>> begin

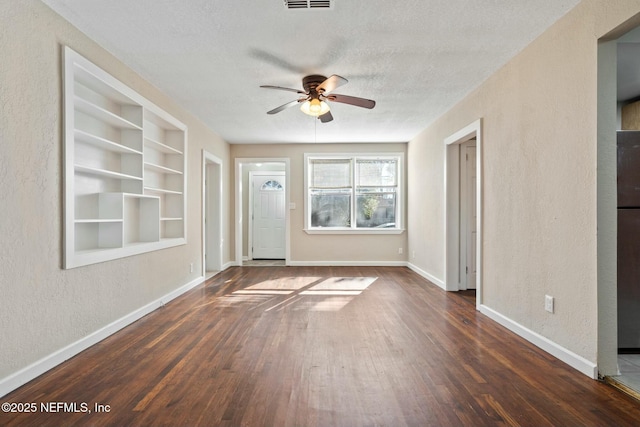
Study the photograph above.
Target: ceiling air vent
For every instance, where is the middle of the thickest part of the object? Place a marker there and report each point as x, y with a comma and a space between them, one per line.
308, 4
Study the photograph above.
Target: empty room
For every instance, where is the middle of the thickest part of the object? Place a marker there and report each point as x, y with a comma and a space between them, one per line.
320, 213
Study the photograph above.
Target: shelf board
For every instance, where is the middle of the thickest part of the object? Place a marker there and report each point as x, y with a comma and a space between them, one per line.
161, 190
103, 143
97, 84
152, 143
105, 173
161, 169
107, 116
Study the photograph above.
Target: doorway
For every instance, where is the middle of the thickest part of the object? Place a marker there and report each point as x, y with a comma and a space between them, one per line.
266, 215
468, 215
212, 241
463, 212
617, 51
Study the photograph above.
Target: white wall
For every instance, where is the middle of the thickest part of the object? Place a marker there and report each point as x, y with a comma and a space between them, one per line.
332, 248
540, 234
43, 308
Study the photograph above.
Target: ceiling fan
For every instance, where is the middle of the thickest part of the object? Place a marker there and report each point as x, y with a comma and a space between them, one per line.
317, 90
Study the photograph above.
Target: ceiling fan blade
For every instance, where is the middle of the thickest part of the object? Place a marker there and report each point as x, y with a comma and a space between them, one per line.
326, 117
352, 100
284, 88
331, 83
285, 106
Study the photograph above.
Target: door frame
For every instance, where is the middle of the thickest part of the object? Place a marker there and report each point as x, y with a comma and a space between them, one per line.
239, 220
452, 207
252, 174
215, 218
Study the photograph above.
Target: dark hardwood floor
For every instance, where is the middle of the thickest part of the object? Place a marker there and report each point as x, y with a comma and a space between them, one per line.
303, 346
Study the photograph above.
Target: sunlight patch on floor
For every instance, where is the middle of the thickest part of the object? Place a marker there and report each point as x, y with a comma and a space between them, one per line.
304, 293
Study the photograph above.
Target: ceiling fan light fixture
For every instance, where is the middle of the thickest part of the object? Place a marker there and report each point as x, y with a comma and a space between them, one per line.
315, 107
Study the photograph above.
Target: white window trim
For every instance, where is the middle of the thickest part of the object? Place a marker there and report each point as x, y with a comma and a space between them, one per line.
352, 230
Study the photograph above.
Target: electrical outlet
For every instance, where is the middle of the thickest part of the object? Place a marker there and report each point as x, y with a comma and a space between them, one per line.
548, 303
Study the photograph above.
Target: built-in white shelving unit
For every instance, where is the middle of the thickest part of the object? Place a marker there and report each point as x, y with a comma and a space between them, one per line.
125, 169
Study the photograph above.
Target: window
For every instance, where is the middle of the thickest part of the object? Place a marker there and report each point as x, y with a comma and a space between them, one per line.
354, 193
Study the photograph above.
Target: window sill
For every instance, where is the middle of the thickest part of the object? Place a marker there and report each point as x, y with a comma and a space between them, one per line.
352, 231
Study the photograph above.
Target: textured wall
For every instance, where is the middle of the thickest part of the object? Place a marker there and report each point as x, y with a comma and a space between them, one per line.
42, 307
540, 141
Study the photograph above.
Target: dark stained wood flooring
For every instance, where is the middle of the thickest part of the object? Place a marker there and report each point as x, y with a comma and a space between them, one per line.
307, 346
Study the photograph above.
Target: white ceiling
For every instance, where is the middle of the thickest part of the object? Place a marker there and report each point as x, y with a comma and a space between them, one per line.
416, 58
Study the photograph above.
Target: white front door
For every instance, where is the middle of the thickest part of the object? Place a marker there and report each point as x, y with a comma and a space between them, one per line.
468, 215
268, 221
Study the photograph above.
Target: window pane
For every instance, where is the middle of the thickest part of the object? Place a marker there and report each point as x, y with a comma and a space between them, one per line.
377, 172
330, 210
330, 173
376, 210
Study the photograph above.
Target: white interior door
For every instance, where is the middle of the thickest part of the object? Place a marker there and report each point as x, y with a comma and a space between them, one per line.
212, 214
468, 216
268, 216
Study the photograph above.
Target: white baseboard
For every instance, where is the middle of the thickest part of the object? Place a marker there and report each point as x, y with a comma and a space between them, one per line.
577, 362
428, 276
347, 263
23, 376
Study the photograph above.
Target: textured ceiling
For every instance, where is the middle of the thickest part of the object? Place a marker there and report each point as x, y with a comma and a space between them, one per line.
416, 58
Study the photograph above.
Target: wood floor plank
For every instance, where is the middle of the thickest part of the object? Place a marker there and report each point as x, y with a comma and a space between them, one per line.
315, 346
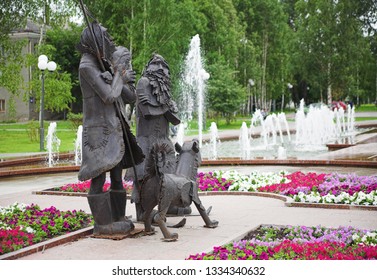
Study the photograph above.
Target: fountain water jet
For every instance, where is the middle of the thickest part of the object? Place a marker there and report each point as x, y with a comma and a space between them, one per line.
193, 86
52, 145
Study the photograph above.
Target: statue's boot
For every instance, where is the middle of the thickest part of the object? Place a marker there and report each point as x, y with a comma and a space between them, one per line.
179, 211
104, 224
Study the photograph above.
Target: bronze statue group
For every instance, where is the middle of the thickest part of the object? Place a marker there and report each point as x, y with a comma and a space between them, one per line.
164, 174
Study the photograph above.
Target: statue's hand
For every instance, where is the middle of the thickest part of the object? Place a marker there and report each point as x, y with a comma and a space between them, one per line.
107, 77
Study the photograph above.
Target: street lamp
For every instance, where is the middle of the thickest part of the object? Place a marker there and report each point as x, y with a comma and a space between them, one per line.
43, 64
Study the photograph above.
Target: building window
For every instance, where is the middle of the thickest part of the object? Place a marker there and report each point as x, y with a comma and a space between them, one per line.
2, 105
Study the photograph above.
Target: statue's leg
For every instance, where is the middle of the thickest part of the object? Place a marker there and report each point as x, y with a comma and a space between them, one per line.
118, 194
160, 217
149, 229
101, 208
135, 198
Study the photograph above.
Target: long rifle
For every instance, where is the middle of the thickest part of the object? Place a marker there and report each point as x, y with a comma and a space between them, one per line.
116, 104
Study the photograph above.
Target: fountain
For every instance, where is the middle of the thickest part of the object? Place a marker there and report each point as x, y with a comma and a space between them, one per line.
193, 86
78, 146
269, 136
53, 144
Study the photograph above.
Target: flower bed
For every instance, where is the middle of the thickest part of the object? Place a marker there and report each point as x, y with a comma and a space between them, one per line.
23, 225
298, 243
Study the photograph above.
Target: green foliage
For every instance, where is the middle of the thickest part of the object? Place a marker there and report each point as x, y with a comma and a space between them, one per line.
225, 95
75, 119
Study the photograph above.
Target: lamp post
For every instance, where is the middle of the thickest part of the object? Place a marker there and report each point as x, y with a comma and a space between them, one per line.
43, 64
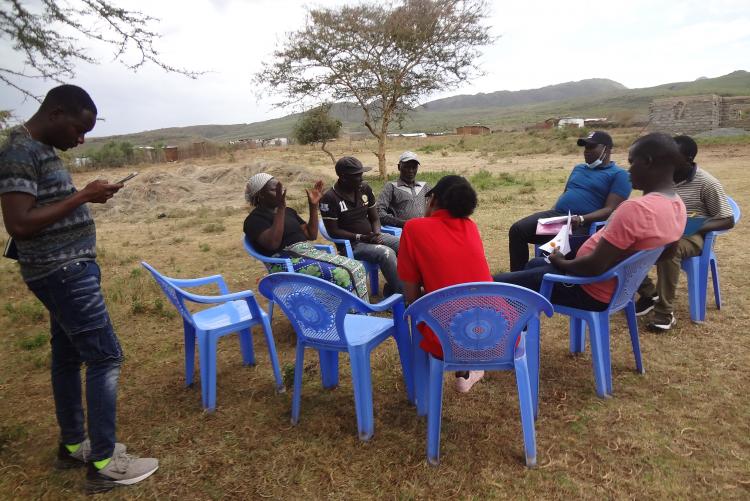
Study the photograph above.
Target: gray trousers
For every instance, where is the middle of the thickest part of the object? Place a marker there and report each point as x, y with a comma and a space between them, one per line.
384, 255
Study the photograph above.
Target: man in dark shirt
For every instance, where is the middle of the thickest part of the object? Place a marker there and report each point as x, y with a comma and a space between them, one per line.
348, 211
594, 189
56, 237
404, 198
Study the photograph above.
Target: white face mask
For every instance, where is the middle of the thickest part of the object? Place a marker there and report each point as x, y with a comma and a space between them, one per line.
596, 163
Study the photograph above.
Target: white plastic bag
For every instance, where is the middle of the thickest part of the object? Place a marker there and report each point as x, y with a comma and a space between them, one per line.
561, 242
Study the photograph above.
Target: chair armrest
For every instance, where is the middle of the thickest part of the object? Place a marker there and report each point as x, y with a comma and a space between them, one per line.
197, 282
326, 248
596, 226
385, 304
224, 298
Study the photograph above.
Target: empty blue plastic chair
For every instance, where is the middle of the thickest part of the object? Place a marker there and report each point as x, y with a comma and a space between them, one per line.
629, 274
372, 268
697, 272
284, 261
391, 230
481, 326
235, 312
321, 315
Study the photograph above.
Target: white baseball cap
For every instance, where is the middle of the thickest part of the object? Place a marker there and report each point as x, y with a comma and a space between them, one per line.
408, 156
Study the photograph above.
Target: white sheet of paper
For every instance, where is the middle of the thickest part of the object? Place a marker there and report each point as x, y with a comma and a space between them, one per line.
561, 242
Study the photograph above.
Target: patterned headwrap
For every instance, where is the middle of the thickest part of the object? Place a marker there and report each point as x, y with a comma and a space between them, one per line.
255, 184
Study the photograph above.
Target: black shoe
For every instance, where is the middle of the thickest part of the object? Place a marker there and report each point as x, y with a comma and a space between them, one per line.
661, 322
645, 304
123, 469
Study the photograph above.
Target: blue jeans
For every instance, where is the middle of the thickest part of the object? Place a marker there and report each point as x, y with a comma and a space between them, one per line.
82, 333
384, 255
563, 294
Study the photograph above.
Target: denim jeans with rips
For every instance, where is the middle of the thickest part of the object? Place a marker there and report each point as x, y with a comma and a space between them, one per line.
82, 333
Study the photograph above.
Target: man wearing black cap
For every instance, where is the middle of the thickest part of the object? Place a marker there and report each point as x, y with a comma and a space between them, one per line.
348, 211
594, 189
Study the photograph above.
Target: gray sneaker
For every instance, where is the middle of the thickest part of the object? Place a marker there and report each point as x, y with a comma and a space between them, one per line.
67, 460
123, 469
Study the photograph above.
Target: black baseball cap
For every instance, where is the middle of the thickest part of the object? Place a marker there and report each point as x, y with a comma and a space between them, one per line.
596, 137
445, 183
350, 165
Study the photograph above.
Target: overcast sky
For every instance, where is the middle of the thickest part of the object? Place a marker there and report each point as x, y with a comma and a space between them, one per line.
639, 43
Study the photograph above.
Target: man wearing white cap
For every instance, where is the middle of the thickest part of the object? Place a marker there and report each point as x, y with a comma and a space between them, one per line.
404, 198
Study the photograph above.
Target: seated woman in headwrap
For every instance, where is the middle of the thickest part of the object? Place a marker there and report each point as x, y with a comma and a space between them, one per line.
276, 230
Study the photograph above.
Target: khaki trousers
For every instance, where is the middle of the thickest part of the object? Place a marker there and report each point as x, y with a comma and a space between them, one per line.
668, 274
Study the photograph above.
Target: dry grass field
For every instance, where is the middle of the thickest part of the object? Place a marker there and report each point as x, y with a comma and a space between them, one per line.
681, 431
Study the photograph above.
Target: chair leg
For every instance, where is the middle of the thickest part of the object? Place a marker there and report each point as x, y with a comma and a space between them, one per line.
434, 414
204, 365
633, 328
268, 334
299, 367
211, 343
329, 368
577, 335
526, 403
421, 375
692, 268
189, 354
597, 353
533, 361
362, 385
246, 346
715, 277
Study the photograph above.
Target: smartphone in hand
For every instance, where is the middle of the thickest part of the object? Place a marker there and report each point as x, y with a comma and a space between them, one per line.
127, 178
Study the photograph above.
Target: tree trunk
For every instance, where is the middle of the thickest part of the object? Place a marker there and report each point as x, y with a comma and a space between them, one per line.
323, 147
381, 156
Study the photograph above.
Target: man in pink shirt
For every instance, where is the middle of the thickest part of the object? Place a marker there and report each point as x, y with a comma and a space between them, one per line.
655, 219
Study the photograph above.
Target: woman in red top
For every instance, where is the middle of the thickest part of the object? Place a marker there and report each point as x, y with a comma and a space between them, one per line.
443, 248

>> end

Directive » Count the lines above that contain the string "plastic", treating uppercase and lowercase letters as different, and reply with only that number.

Written response » 2